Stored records
■ ■ ■ ■ ■

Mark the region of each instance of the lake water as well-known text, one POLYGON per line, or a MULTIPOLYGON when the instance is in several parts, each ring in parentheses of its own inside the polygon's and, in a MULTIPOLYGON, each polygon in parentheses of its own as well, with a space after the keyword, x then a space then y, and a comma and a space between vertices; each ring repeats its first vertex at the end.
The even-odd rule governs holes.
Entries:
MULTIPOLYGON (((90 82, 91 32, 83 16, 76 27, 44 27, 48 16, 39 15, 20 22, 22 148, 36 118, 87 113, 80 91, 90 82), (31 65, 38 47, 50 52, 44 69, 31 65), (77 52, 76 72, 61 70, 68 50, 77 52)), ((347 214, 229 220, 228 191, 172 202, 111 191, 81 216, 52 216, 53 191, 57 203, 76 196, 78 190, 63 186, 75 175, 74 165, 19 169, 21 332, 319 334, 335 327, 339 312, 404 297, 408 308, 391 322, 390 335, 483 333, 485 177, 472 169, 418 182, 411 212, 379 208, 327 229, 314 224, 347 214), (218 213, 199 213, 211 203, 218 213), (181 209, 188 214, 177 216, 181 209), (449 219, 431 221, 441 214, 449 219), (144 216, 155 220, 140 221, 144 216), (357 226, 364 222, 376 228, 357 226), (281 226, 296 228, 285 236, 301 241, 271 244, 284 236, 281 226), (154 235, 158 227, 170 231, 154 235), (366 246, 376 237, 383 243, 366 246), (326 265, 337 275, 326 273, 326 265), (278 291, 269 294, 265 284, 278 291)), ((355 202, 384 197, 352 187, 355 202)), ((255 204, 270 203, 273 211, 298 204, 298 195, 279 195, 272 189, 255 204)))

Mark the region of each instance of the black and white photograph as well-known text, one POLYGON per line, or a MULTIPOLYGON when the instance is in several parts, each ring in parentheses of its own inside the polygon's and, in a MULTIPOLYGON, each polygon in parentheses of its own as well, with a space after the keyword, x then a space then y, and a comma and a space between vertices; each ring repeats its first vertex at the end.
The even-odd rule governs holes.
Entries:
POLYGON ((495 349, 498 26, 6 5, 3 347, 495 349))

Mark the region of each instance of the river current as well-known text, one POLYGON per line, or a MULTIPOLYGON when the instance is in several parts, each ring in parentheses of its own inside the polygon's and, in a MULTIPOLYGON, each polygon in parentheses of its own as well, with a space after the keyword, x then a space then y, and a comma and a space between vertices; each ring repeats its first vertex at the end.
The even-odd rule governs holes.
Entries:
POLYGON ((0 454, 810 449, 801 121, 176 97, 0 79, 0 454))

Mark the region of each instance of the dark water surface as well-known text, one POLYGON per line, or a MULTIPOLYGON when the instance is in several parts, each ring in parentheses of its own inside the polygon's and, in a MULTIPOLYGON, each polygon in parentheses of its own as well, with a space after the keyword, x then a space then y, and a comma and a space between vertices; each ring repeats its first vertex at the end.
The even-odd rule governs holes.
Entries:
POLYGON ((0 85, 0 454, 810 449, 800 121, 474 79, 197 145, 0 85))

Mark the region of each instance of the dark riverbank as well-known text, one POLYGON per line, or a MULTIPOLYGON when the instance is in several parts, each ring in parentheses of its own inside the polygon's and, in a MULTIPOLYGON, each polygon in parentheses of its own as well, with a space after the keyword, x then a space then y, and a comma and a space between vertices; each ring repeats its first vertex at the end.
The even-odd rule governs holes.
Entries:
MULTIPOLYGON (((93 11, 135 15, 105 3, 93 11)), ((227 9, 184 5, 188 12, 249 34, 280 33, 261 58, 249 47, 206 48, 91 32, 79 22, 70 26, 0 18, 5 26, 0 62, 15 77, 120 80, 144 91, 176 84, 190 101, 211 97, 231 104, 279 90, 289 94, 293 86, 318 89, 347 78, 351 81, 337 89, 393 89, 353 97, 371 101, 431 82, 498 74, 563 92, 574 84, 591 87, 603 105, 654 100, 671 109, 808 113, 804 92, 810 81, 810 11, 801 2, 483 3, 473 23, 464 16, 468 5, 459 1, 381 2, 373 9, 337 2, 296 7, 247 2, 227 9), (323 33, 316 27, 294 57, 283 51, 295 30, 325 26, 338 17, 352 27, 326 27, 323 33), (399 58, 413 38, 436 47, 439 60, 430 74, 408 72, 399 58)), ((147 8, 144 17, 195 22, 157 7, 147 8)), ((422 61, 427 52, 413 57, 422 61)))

■ ■ ■ ■ ■

What needs to be done:
Go through the records and gather the lines that hold "water".

The completed task:
Mark the region of each instance of the lake water as well-known text, one POLYGON per line, or a MULTIPOLYGON when the instance is in several parts, each ring in parentheses of its own inside the polygon's and, in a MULTIPOLYGON, each polygon in parentheses of its own as well, with a space after the keyword, x then a space then y, and a comma and a space between vertices; each ring repeats its first vertex at the end.
Mark the region of each instance of the dark water surface as well-known text, one POLYGON per line, or a MULTIPOLYGON when the instance is in several parts, each ring in parentheses of its own inside the polygon's and, in a MULTIPOLYGON, each polygon in parentheses of its own as well, with a space after the keyword, x then a space then y, and a comma and a space between vertices; each ring repeats its first vertex at the end.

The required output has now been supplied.